For the string "pink", find every matching line in the records and copy it.

Records from a data source:
--- START ---

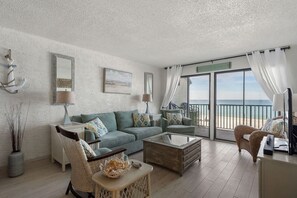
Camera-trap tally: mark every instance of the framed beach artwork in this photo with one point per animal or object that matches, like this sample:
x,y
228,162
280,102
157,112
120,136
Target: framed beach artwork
x,y
116,81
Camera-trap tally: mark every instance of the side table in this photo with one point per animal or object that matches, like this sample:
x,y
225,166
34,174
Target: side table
x,y
57,150
135,183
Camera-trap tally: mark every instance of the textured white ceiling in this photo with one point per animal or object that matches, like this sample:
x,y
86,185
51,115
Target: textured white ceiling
x,y
158,32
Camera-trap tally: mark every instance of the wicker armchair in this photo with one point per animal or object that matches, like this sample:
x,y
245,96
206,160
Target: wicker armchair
x,y
83,168
249,138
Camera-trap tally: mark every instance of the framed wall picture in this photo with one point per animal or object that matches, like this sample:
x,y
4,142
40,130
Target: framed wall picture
x,y
116,81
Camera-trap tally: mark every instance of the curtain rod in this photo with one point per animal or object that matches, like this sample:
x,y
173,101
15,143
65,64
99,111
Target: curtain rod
x,y
229,57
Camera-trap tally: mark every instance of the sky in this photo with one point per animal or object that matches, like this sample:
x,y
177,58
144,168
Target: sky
x,y
229,87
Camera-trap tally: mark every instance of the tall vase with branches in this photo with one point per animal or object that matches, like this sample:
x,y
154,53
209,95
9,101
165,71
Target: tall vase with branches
x,y
17,125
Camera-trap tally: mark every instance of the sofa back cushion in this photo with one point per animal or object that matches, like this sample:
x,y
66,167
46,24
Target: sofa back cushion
x,y
164,112
125,119
108,119
76,118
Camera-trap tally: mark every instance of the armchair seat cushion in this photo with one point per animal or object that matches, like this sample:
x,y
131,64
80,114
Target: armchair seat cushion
x,y
116,138
143,132
246,137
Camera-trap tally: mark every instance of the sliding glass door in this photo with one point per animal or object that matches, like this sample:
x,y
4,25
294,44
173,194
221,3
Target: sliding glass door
x,y
199,108
192,96
239,100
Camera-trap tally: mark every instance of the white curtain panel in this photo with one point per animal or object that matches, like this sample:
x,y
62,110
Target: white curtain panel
x,y
270,70
172,80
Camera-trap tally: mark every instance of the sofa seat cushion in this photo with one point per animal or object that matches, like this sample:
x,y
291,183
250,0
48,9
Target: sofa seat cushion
x,y
108,119
116,138
143,132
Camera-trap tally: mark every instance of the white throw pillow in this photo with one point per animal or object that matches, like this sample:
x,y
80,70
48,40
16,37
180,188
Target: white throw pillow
x,y
97,126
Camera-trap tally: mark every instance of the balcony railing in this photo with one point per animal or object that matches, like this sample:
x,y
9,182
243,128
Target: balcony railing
x,y
228,116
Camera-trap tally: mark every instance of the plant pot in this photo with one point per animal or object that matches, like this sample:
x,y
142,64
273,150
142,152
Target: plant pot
x,y
15,164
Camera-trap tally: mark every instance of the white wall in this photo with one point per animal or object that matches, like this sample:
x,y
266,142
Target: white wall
x,y
32,55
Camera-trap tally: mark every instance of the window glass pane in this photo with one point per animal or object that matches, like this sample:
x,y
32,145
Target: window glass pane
x,y
230,88
254,94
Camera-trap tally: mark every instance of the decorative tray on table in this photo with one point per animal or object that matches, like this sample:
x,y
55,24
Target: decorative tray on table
x,y
115,168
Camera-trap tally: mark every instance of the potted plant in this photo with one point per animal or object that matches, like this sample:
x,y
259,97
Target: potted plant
x,y
16,125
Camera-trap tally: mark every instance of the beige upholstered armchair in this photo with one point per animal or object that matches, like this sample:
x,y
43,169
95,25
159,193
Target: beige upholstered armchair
x,y
249,138
84,161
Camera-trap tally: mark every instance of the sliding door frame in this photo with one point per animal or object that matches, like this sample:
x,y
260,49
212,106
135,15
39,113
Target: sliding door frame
x,y
215,95
209,95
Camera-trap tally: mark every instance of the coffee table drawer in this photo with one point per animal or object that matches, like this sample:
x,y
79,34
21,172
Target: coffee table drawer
x,y
192,147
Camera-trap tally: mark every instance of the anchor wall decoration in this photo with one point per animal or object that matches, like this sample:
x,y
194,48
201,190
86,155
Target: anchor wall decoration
x,y
10,86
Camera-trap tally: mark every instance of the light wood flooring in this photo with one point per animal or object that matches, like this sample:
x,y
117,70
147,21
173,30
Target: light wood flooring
x,y
222,172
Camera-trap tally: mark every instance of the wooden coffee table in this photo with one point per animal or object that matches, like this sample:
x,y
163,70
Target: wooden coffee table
x,y
173,151
135,183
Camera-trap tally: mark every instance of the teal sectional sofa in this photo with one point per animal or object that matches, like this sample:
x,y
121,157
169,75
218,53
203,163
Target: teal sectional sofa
x,y
121,130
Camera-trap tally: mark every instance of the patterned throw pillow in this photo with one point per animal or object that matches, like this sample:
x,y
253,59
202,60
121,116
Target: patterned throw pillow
x,y
88,150
174,118
141,120
96,126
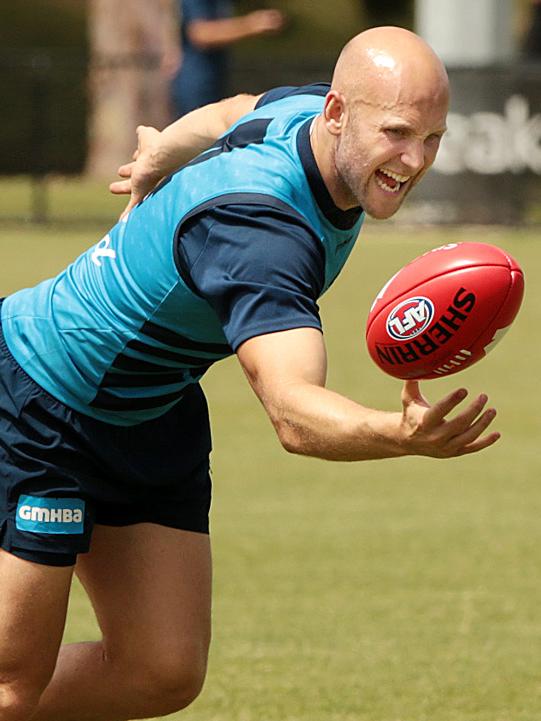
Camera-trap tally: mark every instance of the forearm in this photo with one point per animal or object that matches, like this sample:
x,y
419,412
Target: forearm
x,y
193,133
315,421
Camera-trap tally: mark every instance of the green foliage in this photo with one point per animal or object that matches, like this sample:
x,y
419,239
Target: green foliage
x,y
43,66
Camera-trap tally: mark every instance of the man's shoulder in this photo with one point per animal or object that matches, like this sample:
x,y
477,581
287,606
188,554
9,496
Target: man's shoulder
x,y
289,91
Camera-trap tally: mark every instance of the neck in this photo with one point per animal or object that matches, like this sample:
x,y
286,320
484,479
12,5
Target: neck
x,y
323,147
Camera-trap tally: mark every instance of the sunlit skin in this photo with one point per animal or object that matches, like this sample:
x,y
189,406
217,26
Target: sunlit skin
x,y
384,116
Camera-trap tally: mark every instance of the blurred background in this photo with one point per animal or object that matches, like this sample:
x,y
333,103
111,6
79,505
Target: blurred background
x,y
77,76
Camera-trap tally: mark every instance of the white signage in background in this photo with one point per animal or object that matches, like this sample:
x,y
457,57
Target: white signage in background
x,y
492,143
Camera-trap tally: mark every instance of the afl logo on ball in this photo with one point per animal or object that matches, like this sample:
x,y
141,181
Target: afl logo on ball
x,y
410,318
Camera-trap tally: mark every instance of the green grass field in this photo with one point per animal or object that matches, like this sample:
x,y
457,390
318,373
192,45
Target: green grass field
x,y
403,590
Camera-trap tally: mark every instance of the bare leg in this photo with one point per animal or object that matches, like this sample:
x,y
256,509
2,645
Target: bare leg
x,y
150,587
33,603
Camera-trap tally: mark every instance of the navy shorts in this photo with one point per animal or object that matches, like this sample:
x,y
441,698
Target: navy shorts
x,y
61,471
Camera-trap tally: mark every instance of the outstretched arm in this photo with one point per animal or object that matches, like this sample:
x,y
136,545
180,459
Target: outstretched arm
x,y
287,372
160,153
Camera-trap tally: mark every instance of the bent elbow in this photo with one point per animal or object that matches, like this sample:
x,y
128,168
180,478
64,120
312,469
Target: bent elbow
x,y
290,439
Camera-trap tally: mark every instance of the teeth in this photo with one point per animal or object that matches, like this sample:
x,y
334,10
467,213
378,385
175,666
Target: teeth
x,y
394,176
383,184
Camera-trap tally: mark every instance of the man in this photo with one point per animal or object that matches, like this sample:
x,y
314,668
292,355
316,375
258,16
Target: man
x,y
103,424
208,29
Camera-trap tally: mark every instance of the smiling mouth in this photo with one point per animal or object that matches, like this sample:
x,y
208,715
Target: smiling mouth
x,y
390,181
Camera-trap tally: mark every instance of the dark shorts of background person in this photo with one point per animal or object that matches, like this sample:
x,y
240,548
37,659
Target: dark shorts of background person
x,y
61,472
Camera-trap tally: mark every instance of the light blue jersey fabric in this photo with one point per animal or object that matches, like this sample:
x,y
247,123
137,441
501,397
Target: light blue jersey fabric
x,y
121,332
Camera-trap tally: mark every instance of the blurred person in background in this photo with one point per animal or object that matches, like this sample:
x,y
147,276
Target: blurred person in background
x,y
531,45
208,28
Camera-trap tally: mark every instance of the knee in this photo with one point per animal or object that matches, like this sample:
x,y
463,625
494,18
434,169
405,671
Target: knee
x,y
171,681
17,703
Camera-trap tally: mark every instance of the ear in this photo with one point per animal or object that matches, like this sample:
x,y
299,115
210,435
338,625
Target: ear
x,y
334,111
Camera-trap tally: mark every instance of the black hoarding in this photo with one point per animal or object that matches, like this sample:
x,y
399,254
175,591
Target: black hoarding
x,y
489,166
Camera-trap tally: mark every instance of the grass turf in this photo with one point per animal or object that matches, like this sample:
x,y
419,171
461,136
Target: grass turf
x,y
402,590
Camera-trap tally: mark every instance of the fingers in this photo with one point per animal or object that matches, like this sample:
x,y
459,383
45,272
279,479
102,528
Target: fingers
x,y
411,393
464,420
437,412
120,187
480,444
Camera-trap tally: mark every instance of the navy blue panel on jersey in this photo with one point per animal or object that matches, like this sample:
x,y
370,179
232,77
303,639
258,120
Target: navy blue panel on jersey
x,y
286,91
55,462
261,275
252,131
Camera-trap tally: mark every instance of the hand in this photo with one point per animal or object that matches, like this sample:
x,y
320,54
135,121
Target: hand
x,y
265,21
142,175
428,433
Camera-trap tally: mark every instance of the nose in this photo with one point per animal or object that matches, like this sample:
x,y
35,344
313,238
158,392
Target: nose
x,y
413,156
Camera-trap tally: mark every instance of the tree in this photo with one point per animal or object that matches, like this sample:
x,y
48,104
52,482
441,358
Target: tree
x,y
134,47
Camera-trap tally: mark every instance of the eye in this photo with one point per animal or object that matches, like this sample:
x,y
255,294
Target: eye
x,y
396,133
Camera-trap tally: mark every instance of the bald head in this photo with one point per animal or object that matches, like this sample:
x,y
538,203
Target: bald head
x,y
382,120
388,65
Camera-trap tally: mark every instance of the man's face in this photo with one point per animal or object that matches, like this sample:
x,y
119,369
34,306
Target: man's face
x,y
384,150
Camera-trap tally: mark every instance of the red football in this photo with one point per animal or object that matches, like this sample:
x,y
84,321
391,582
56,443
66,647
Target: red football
x,y
444,311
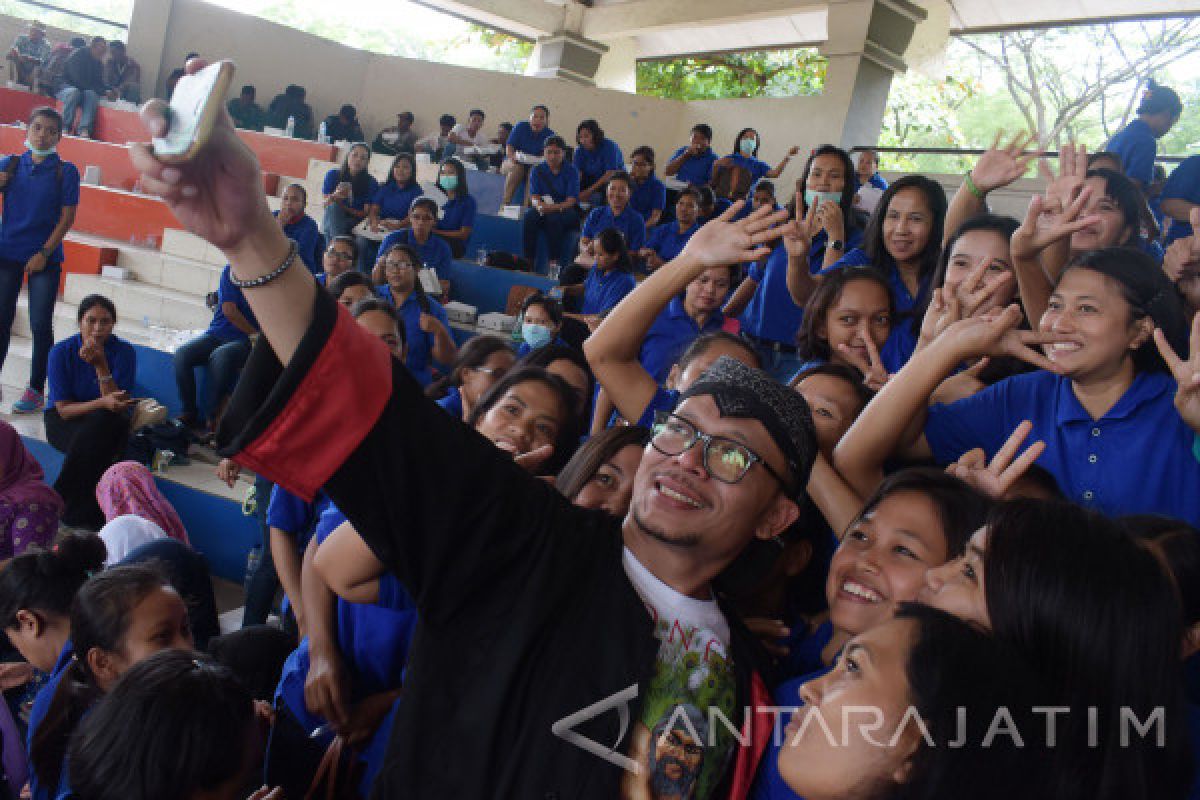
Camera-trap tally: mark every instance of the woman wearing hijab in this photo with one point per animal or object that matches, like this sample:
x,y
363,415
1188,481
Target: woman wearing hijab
x,y
136,512
29,509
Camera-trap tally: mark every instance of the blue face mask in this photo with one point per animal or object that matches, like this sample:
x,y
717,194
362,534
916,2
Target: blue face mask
x,y
537,336
814,197
40,154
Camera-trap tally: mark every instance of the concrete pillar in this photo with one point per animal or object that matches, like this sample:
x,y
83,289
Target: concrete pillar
x,y
148,40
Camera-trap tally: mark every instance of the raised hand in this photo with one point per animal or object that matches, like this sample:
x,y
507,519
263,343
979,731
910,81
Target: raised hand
x,y
1062,188
1003,164
1186,372
724,240
997,479
219,194
1039,229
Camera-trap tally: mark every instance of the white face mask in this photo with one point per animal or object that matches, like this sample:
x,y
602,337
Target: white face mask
x,y
40,154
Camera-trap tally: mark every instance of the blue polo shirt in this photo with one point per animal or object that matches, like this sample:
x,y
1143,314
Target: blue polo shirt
x,y
1097,462
696,170
629,222
394,199
1182,185
33,205
420,344
670,335
372,639
594,163
334,176
604,290
565,184
648,197
435,252
37,715
667,240
221,326
1138,148
525,139
73,380
305,233
756,168
457,212
772,314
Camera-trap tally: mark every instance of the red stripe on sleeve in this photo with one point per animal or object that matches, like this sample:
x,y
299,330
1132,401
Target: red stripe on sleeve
x,y
330,413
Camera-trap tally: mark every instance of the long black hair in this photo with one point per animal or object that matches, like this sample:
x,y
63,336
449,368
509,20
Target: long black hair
x,y
360,184
173,726
809,344
1098,618
1150,294
100,619
46,582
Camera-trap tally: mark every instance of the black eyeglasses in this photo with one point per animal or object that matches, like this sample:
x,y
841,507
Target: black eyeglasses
x,y
725,459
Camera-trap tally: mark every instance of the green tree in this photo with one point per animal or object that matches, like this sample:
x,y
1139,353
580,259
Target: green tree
x,y
759,73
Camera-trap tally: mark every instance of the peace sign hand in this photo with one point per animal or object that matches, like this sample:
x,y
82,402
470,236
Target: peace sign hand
x,y
875,374
1002,166
1186,372
997,479
1041,229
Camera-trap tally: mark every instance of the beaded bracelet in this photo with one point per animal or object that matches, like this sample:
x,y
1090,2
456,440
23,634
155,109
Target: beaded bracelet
x,y
263,280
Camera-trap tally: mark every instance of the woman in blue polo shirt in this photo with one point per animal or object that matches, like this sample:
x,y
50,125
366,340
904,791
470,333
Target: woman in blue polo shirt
x,y
609,280
1137,144
426,326
347,191
223,349
523,148
745,156
41,194
459,211
617,214
666,241
649,197
432,250
555,197
823,205
694,162
597,157
1102,394
88,419
299,227
695,312
389,205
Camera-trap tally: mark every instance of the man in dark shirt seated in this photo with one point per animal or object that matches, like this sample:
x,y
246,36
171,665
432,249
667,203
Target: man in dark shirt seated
x,y
345,125
245,112
83,84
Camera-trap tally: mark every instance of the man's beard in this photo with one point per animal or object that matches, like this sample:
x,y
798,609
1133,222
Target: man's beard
x,y
678,540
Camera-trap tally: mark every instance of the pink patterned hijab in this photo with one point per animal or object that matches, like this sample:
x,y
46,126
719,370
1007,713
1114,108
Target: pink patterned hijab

--- END ---

Task response:
Camera-trap tally: mark every instance of the pink patterned hijab in this photo with one point per animal or object that matches, like this sample:
Target: pink patterned hijab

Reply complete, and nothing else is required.